Aufgabe – Schreiben Sie aus dem Text zur Wiener Mindestsicherung die Stelle von „7.6 Wiener Mindestsicherung“ bis „Mindestsicherung (WMS) repräsentiert.“ wortgetreu ab.

7.6 Wiener Mindestsicherung
Die Armutsgefährdung in Wien ist innerhalb der verschiedenen Bevölkerungsgruppen unterschiedlich stark ausgeprägt. Die Gruppe der einkommensarmen Wiener*innen wird großteils durch die Beziehenden der Wiener Mindestsicherung (WMS) repräsentiert.
„Die Wiener Mindestsicherung hat zum Ziel, Armut und soziale Ausschließung verstärkt zu bekämpfen und zu vermeiden, die Existenz von alleinstehenden und in Familien lebenden Personen zu sichern, die dauerhafte Eingliederung oder Wiedereingliederung (…) in das Erwerbsleben sowie die soziale Inklusion weitest möglich zu fördern.“ (§ 1 Wiener Mindestsicherungsgesetz – WMG)

Daten –
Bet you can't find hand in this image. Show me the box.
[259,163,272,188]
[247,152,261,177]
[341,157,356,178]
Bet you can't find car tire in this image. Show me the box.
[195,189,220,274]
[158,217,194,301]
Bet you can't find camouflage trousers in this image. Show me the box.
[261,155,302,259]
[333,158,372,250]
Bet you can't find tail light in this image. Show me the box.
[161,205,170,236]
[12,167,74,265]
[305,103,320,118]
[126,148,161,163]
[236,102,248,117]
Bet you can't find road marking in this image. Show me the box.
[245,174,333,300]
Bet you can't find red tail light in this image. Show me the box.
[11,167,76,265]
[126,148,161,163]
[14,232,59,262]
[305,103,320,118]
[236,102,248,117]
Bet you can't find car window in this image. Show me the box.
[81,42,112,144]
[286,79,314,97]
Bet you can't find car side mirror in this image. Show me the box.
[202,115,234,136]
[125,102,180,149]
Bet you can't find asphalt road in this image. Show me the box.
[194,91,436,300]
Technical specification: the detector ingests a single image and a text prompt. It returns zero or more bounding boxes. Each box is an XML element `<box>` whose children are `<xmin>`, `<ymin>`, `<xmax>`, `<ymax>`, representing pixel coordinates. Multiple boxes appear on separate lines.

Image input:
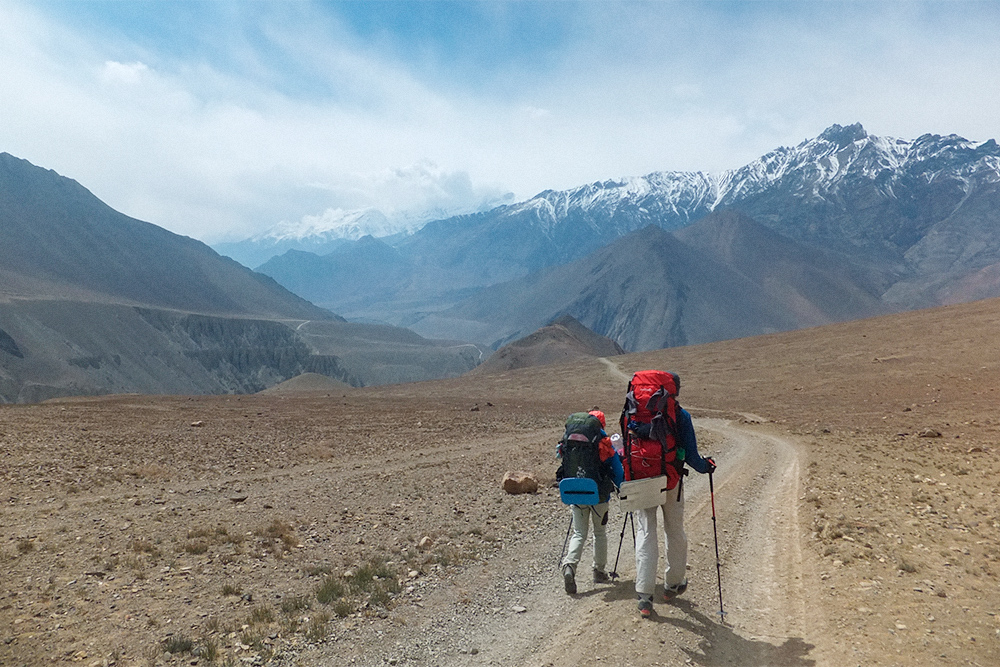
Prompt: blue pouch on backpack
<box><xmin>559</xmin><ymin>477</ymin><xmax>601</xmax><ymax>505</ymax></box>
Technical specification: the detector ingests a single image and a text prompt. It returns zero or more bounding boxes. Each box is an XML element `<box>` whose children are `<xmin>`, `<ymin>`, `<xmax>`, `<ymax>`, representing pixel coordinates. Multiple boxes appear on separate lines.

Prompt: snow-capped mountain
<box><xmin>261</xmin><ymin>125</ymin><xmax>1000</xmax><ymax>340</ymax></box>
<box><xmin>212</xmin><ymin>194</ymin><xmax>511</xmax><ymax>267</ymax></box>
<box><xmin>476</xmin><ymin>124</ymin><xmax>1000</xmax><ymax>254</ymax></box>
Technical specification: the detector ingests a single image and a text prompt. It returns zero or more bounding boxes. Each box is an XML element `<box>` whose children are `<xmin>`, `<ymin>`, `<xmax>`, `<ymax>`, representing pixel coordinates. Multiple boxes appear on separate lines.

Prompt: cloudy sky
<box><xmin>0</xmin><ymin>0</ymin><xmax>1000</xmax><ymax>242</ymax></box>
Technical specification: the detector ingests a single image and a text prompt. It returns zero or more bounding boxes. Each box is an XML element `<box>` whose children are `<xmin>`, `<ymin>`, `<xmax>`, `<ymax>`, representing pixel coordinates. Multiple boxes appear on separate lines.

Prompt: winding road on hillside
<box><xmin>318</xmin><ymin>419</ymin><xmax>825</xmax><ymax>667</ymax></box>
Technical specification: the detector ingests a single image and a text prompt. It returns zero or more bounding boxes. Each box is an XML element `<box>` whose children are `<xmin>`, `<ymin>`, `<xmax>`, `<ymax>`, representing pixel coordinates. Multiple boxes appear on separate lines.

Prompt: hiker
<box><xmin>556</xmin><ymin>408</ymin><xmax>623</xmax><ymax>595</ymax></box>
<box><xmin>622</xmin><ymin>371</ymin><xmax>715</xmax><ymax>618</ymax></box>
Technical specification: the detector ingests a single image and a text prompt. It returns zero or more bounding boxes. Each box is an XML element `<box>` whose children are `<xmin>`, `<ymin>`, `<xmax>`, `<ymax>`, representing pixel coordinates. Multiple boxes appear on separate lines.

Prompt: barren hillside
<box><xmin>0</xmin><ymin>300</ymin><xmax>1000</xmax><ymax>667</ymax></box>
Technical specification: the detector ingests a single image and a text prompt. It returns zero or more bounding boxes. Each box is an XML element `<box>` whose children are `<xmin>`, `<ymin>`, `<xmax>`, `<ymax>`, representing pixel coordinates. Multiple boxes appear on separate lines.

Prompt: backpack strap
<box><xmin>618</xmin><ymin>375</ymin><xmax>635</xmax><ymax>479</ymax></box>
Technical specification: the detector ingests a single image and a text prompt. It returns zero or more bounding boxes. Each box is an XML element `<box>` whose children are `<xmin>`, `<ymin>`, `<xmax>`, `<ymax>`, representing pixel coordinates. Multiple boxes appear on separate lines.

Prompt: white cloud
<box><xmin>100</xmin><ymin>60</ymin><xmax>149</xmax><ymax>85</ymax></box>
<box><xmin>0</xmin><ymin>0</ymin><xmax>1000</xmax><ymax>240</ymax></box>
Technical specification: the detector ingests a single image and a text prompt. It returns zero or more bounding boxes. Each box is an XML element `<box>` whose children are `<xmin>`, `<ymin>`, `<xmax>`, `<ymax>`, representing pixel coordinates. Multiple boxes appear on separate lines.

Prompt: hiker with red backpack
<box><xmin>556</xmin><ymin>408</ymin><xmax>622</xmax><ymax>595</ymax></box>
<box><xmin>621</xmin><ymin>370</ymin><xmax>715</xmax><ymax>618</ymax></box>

* * *

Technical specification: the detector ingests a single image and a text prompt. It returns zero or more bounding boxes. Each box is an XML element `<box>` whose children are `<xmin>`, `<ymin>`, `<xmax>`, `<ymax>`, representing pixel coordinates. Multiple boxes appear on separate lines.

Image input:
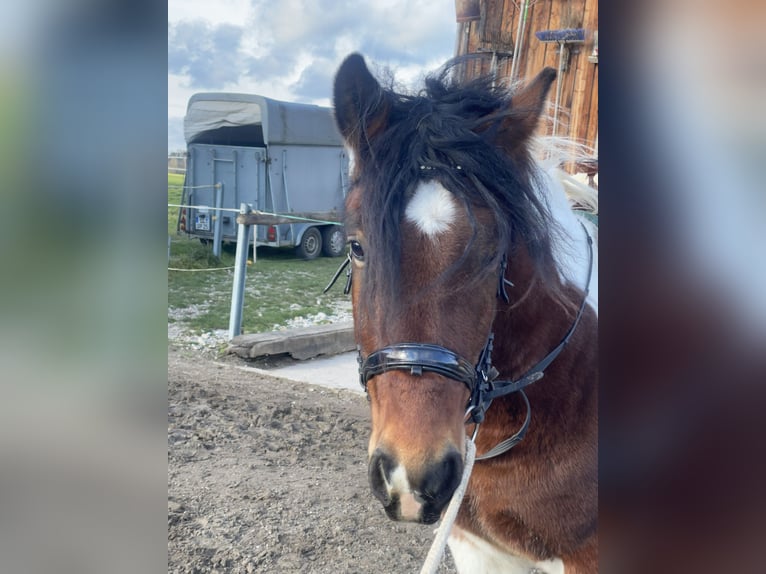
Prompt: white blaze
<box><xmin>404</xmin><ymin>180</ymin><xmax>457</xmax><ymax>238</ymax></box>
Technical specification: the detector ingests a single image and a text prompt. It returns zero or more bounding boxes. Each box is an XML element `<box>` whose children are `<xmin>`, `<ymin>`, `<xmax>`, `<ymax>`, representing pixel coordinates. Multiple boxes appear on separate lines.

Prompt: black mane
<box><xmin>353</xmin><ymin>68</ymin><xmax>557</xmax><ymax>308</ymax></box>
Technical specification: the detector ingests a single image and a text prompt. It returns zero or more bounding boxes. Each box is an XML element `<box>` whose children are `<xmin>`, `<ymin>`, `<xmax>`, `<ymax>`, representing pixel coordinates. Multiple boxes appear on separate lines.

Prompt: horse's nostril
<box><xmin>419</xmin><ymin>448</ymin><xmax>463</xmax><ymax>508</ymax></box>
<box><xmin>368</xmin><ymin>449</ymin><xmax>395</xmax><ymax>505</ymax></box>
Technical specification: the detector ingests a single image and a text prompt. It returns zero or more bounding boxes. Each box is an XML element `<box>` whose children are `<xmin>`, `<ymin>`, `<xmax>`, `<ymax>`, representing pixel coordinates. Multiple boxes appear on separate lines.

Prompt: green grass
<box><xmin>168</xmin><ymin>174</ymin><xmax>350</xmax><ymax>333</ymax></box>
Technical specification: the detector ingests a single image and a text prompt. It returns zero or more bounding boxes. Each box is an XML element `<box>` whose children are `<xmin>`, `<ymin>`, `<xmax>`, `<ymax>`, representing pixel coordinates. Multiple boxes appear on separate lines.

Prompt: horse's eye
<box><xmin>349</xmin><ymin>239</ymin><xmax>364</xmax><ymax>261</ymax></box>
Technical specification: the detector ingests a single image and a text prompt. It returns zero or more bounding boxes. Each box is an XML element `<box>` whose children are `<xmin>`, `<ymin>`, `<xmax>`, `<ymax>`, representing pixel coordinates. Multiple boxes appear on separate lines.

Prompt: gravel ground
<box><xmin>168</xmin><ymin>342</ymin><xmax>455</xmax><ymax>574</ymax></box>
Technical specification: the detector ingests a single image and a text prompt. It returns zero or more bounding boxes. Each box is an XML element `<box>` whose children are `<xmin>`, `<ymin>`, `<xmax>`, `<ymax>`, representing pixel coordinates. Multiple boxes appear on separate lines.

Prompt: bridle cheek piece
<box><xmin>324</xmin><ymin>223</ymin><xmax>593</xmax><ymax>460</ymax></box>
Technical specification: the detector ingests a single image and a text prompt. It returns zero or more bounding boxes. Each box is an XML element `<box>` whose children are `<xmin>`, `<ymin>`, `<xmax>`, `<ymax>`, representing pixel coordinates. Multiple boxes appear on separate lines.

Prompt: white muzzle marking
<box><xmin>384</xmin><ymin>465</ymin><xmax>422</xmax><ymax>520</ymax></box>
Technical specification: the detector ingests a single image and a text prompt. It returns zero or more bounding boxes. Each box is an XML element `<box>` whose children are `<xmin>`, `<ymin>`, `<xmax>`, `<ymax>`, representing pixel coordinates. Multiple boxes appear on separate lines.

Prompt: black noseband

Lösung –
7.6 Wiener Mindestsicherung
Die Armutsgefährdung in Wien ist innerhalb der verschiedenen Bevölkerungsgruppen unterschiedlich stark ausgeprägt. Die Gruppe der einkommensarmen Wiener*innen wird großteils durch die Beziehenden der Wiener Mindestsicherung (WMS) repräsentiert.